_WHAT THE TASK REQUIRES:_ Restate each of the lines given below, word for word.

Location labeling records
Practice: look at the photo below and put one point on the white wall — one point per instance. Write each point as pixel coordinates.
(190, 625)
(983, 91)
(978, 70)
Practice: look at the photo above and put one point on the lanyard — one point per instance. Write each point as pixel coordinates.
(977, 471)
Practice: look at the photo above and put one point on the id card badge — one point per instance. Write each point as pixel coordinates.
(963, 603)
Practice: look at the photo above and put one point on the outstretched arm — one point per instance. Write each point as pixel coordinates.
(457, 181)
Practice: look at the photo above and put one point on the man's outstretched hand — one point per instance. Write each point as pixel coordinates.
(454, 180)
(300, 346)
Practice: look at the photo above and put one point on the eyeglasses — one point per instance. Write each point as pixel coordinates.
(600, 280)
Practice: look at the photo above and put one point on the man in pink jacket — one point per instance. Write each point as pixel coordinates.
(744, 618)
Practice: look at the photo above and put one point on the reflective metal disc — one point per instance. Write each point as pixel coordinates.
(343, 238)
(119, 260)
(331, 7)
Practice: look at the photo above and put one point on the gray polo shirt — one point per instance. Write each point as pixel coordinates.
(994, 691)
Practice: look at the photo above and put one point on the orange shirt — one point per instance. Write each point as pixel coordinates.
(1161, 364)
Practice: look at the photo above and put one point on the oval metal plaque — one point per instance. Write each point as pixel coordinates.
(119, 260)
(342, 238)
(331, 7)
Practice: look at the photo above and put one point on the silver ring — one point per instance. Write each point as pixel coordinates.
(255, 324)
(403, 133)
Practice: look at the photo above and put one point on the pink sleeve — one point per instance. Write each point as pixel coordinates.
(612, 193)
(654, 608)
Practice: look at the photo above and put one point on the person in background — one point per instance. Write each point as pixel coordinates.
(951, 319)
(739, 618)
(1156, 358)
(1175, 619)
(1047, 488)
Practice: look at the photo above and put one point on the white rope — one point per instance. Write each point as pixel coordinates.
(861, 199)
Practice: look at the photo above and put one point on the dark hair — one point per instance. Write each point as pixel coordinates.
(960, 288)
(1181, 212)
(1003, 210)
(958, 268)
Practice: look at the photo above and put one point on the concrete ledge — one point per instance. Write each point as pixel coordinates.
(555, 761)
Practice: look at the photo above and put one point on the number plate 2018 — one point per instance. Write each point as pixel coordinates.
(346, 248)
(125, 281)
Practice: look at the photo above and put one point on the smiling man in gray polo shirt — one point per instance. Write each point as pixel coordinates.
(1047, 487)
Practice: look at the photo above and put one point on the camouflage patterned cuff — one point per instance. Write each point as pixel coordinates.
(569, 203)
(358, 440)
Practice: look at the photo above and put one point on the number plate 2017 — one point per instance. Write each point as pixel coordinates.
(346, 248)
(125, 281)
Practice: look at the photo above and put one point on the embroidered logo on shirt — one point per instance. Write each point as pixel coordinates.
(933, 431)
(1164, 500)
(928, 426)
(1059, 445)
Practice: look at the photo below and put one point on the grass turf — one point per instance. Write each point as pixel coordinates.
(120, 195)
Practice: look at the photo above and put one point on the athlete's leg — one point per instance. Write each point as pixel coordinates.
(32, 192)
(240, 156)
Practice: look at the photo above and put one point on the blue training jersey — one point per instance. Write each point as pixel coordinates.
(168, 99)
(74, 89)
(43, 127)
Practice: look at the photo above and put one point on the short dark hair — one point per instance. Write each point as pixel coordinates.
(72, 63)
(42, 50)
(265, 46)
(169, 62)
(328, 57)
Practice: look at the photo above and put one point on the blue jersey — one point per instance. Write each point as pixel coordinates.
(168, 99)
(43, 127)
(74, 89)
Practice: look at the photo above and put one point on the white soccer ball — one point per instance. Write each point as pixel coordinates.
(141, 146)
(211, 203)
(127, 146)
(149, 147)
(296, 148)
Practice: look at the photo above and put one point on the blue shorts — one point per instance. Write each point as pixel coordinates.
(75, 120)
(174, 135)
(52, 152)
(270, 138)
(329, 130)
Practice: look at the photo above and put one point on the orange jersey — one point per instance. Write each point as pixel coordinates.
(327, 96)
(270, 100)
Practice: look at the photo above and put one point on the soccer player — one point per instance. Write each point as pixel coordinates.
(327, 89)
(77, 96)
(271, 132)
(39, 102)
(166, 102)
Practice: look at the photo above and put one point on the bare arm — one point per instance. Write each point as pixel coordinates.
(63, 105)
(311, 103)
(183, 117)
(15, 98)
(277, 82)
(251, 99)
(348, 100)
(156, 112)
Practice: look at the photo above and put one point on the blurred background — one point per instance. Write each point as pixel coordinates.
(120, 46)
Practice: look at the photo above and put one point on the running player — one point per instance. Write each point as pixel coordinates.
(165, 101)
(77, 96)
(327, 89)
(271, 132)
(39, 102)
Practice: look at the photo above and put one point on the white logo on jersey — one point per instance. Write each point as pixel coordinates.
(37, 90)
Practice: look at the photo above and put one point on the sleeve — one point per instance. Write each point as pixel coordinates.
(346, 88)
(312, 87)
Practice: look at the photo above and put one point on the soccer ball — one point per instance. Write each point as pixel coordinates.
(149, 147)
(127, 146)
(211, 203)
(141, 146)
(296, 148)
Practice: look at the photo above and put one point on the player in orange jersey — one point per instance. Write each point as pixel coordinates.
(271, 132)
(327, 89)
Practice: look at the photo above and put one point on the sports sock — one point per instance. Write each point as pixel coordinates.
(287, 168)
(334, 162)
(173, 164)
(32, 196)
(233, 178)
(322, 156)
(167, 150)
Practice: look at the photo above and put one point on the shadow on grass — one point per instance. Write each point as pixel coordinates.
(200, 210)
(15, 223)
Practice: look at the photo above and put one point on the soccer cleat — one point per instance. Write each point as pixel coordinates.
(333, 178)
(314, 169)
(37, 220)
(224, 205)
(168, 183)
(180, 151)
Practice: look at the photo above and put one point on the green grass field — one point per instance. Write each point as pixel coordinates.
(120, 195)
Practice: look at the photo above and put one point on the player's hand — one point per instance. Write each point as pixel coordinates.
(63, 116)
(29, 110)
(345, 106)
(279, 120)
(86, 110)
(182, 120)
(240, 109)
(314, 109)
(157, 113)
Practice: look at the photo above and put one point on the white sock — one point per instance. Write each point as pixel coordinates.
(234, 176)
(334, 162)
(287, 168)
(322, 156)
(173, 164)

_COMPLETED TASK:_
Practice: look at the photo below and put one point on the white wall — one point per instance. Write each point as pixel coordinates.
(190, 625)
(983, 91)
(978, 70)
Practice: look at the photo above and put one point on the lanyard — one point per instance. Write each point as pixel coordinates.
(977, 471)
Practice: look at the photo above and put one point on the id card badge — one point per instance. Write each point as pixel coordinates.
(963, 603)
Practice: look at the photo above and put one point on the outstretched arm — one point per instance. Write each point as pixel coordinates.
(457, 181)
Practice: look at the photo above and put one point on the man's outstretched hand — one point per instance. Write each point as pixel coordinates.
(454, 180)
(300, 346)
Practice: look at the photo above and put one point on the eyeglasses — one point per instance. Write each point as pixel coordinates.
(600, 280)
Practice: look at the photo above and put one point on the man in pink jacket — one point per instance. Write each point as pixel coordinates.
(744, 618)
Practice: look at the photo above and put one point on the reflective metal disc — one point per instance. Write each point as pixel coordinates.
(343, 238)
(119, 260)
(331, 7)
Practice: look at the photo above and put one point on the gray polo shirt — one point per instance. Write each point as pixel coordinates.
(994, 691)
Practice: look at the photo above and put one point on the orange shirt — one point per instance. Write each point as pixel coordinates.
(1161, 364)
Practice: look at the photo above and put one point on the oval metal plaque — one point per instance. Write each point as pixel coordinates.
(119, 260)
(342, 238)
(331, 7)
Practice: look at the photo above and put one point on the silver ring — one point per instance. Write each point as pixel coordinates.
(255, 324)
(403, 133)
Practice: look at the photo above and put one point on the pink sleeve — one point per instance. Write each point as pixel coordinates.
(612, 193)
(654, 608)
Practice: look at the photo above and put one point on the person in background — one point per instance. Write each point as pixel coordinates.
(951, 319)
(739, 618)
(1156, 358)
(1175, 619)
(1047, 488)
Practice: look at the photo above and put one point on the white rope — one point per instance. Write each point as pixel coordinates.
(861, 199)
Practice: look at the photo above and put one point on the dark hair — one point per instance. Write each point as pixel coordinates.
(960, 288)
(1181, 212)
(1003, 210)
(958, 268)
Practice: look at the photo above and put one point on the concrete ledge — one point per instance. Write each point as pixel coordinates.
(555, 761)
Practice: look at the photo above and put one point on the number plate 2018 — one point per instance. Write each point as pixel coordinates.
(346, 248)
(125, 281)
Practice: look at the photo above and put one point on the smiling man in gray polo shirt — one point per instance. Write each point as pixel coordinates.
(1047, 487)
Practice: look at the photo above and put one point on the camouflage patterned cuff — one point per instance. Write each point as pixel coordinates.
(569, 203)
(358, 440)
Practice: look at the photo above and put one point on the number plate 2017 — one point per instance. Write each point as pixel coordinates.
(346, 248)
(125, 281)
Practice: look at the photo above and put one point on the embroidered logo on shirt — one point per instance. Write each point as pixel coordinates.
(933, 431)
(1164, 500)
(928, 426)
(1059, 445)
Practice: look at the photo below and put one point on the grass turf — one point per instance. Write each point as pixel coordinates.
(120, 195)
Practice: look at the photo above and put one point on the athlete's leg — one point per instance. Write each point as pixel coordinates.
(32, 192)
(240, 156)
Practice: look at the photo above and put one point on the blue training jersey — one point per instance. Write each point as pixel coordinates.
(168, 99)
(74, 89)
(43, 127)
Practice: look at the photo above and put one point on the short dark hair — one point per instance. Write each point as pixel coordinates.
(72, 63)
(42, 50)
(265, 46)
(169, 62)
(328, 57)
Practice: look at the photo above and put one point on the blue jersey — one point per instance. Write each point as pixel coordinates.
(168, 99)
(43, 127)
(74, 89)
Practice: look at the photo above and put one point on the white soccer ball — one point per instance. Write each point as pixel coordinates.
(141, 146)
(211, 203)
(127, 146)
(149, 147)
(296, 148)
Practice: look at the photo above and put one point on the blue shorts — one point per instance. Write each point as pixel coordinates.
(75, 120)
(174, 135)
(52, 152)
(270, 138)
(329, 130)
Practice: look at the photo above and put one point on the orange jersey — one point per instance. Write each point as pixel coordinates.
(327, 96)
(270, 100)
Practice: look at the photo above and put one point on the soccer player — one point per instance. Write each point as pixel coordinates.
(327, 89)
(77, 96)
(271, 132)
(39, 102)
(166, 102)
Practice: look at the photo above and put one point on the bare arm — one point per instance. Write each point as pixel coordinates.
(63, 105)
(311, 103)
(183, 117)
(15, 98)
(277, 82)
(251, 99)
(348, 100)
(156, 112)
Practice: look at the photo above and put one point on the blurred background — one point per instance. Write each point as pixel coordinates.
(120, 46)
Practice: look at the photo above and put one point on the running player — one point per instance. Write each point as pixel coordinates.
(165, 101)
(77, 96)
(327, 89)
(271, 132)
(39, 102)
Practice: look at the photo above and put one point on the white logo on jersey — one point per instance. Write each point as pixel coordinates.
(37, 90)
Practice: look at the photo above and put one point on the sleeve — one point per instance. Write each point as pixel coordinates.
(346, 88)
(312, 87)
Practice: look at the photo above and put one point on the soccer ball — one point per instance. Write each point as pixel coordinates.
(149, 147)
(127, 146)
(211, 203)
(141, 146)
(296, 148)
Practice: look at the photo above and put one point on the player in orange jersey — one point per instance. Write each point as pixel coordinates.
(271, 132)
(327, 89)
Practice: look at the photo above and put one point on the sports sock — one point per instance. Write each point as pixel coordinates.
(287, 168)
(334, 162)
(173, 164)
(32, 196)
(233, 178)
(322, 156)
(167, 150)
Practice: look at the photo above and put one point on the shadow on grass — one point per instance. Write each point as pixel coordinates.
(200, 210)
(15, 223)
Practice: look at the photo above and put one point on the soccer cleat — one point per instance. Write each point as pixel coordinates.
(333, 178)
(314, 169)
(37, 220)
(224, 205)
(168, 183)
(180, 151)
Practice: look at the photo above and put one point on the green grass field — one point per instance. Write each point as pixel coordinates.
(120, 195)
Practice: look at the photo above and put one point on the player's hand — one point per instance. Write each point as pixel coordinates.
(63, 116)
(29, 110)
(345, 106)
(279, 120)
(86, 110)
(182, 120)
(240, 109)
(314, 109)
(157, 113)
Practice: look at the photo above and put one point on the white sock — one point per instance. Write each point as pixel coordinates.
(234, 176)
(334, 162)
(287, 168)
(322, 156)
(173, 164)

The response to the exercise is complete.